Copy the data below word for word, from its first line through the line containing "[57,285,74,317]", both ends included.

____

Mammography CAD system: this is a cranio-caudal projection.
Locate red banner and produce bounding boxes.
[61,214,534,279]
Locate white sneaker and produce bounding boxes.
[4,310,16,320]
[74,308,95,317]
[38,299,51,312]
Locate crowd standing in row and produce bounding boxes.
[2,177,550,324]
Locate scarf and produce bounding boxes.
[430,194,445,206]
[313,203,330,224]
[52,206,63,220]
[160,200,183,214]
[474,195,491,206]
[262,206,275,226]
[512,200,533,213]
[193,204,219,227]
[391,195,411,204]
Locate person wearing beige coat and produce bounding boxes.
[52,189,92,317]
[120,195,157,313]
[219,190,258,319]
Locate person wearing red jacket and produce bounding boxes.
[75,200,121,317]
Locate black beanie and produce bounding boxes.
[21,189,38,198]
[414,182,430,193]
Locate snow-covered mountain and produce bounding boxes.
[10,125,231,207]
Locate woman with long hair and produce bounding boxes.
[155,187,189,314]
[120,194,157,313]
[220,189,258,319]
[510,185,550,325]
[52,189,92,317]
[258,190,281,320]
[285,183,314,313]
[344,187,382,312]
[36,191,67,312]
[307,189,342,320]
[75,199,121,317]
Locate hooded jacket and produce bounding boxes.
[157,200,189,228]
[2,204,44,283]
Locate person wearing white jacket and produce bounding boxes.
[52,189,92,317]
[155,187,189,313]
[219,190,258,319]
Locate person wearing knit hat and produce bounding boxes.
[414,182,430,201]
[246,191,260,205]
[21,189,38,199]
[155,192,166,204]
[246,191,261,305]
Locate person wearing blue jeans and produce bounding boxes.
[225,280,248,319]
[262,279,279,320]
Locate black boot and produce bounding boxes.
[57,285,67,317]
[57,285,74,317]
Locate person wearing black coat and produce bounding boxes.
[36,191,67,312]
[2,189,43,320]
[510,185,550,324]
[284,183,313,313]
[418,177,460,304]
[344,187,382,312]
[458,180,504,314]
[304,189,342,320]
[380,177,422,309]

____

- **Answer to the problem**
Mammography CAD system: this is a cranio-caudal projection.
Locate red banner and produce bounding boxes.
[61,214,534,279]
Locate white sneaker and produce bounding boxes.
[4,310,16,320]
[74,308,95,317]
[38,299,51,312]
Locate crowd standing in row and produce bounding boxes.
[2,177,550,324]
Locate scarf and produce bounding boxes.
[430,194,445,206]
[313,203,330,224]
[52,206,63,220]
[160,200,183,214]
[474,195,491,206]
[262,206,275,226]
[512,200,533,213]
[193,204,219,227]
[391,195,411,204]
Locate person wearing beige coat and produce bounding boxes.
[52,189,92,317]
[120,195,157,313]
[219,190,258,319]
Locate person wearing red jacket and produce bounding boxes.
[75,200,121,317]
Locate black beanie and produce bounding boxes.
[21,189,38,198]
[414,182,430,193]
Locate snow-covered mountain and produce bounding boxes.
[10,125,231,207]
Locate woman with long hair and produce bounding boxes.
[155,187,189,314]
[120,194,157,313]
[220,189,258,319]
[510,185,550,325]
[52,189,92,317]
[258,190,281,320]
[285,183,314,313]
[344,187,382,312]
[36,191,67,312]
[307,189,342,320]
[75,199,121,317]
Locate hooded jacket and produce bounding boxes.
[157,200,189,228]
[2,204,44,283]
Locate person wearing white jacket and produce bounding boxes.
[52,189,92,317]
[155,187,189,313]
[219,190,258,319]
Locate person wearing knit hat and produce bounding boxes.
[414,182,430,201]
[246,191,260,205]
[21,189,38,199]
[155,192,166,204]
[246,191,261,305]
Locate person wearing blue jeans and produce bounding boxes.
[225,280,248,319]
[262,279,279,320]
Locate black boot and produce bounding boxes.
[57,285,67,317]
[57,285,74,317]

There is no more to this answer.